> **Page excerpt**:
Fran: What I'm saying is whether or not you attend this distinguished university will have little or nothing to do with what kind of person you turn out to be, or whether you find fulfillment in your life.

Andie: Hmm.

Cambridge Lecture Hall - Joey sits among other students with A.J. enters and comes over to her.)

A.J.: Freshman English, huh? A good one to visit.

Joey: Don't tell me you're in this class?

A.J.: Kinda.

Joey: (reaching to move her bag off the seat next to her) You wanna sit?

A.J.: Uh, no, I can't.

Joey: So I, uh, I guess this professor's really late?

A.J.: No, he's not coming. They do that a lot. And then some poor schmuck undergraduate teaching assistant has to come in and try to rally the troops for what's called (to the whole class) discussion session!

(A.J. walks down to the teacher's desk and addresses the class.)

A.J.: Hi, guys. Professor Taylor is at some semiotics conference in Seattle, so you're stuck with me, again. Now we have a lot of visiting high schoolers in our midst today, so I thought we'd take a break from our ongoing 'great books' discussion, and ask some of them what books they consider great. (pointing to Joey) How about you. In the cheap seats. Brown haired girl.

Joey: What's my favorite book?

A.J.: You read, don't you?

Joey: Little Women.

A.J.: Louisa May Allcott. Interesting. Now I haven't read that since I was... ten or so. As far as I remember it's sort of a less successful version of Jane Eyre. Something about a girl with a boy's name?

Joey: The girls name is Jo. She has three sisters, a mother, a father who's usually not around and when he is he's very impractical, and he's not the greatest at providing the material things in life.

> **Aim of the task**: In the script excerpt, where does A.J. say Professor Taylor is?

> **Entries shown**:
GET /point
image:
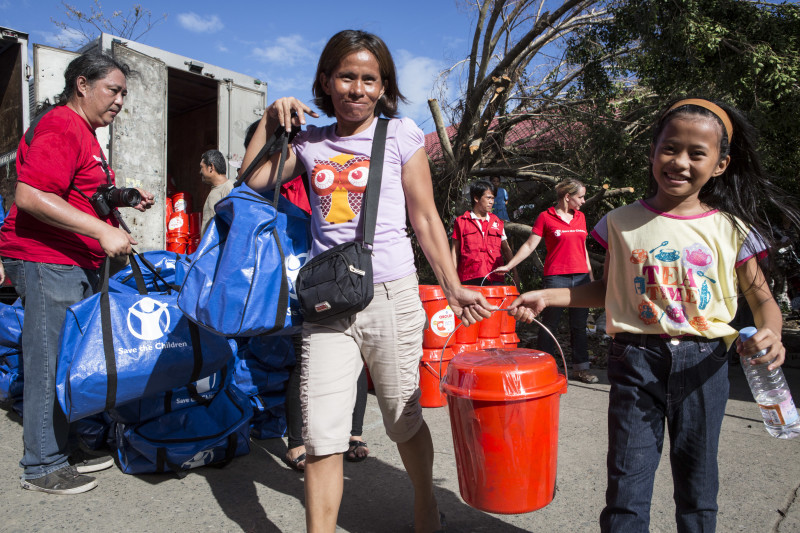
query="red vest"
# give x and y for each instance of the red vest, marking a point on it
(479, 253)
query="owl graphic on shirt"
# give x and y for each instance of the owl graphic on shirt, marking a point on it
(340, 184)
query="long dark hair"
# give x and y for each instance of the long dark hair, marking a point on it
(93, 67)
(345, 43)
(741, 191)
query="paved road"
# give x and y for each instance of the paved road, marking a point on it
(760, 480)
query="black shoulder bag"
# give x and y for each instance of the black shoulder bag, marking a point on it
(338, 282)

> **Task output**: At a semiotics conference in Seattle.